What you need to do
Copy the entries below word for word, from the line containing "of the clock" through the last line of the entries.
** Start **
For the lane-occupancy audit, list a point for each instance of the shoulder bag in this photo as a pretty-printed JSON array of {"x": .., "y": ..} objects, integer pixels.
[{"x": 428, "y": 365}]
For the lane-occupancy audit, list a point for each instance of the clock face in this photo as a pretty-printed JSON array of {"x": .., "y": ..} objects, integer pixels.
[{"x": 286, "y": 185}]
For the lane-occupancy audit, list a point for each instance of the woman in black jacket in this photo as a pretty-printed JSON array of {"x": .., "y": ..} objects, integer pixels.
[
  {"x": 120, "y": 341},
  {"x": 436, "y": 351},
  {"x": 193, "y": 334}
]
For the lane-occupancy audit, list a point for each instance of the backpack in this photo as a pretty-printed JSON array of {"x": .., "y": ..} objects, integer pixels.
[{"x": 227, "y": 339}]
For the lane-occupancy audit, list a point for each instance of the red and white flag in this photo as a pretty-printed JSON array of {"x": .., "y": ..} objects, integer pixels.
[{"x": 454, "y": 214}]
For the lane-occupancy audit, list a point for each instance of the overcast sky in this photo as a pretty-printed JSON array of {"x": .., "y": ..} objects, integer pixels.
** End **
Exercise response
For the lane-occupancy audit, list a point for each instance of the clock face in this photo as a pretty-printed JSON array of {"x": .., "y": ..} objects, integer pixels.
[{"x": 286, "y": 185}]
For the lane-occupancy audit, list a point for each instance of the woman in black jacket in this photo as a pretty-printed JSON array of {"x": .., "y": ..} objects, integer pixels.
[
  {"x": 120, "y": 341},
  {"x": 436, "y": 351},
  {"x": 193, "y": 334}
]
For the lane-occupancy audit, list a point for each instance of the backpack in this photo as a pretty-printed JSON array of {"x": .., "y": ..} objects, integer pixels.
[{"x": 227, "y": 339}]
For the lane-occupancy audit, list a point for each instance of the red and white flag in this photo as a pretty-printed JSON array of {"x": .., "y": ..} objects, integer pixels.
[{"x": 454, "y": 214}]
For the lane-occupancy audit, list a point for each instance of the overcast sky in this photo as a pretty-printed JSON array of {"x": .., "y": ..} objects, integer pixels.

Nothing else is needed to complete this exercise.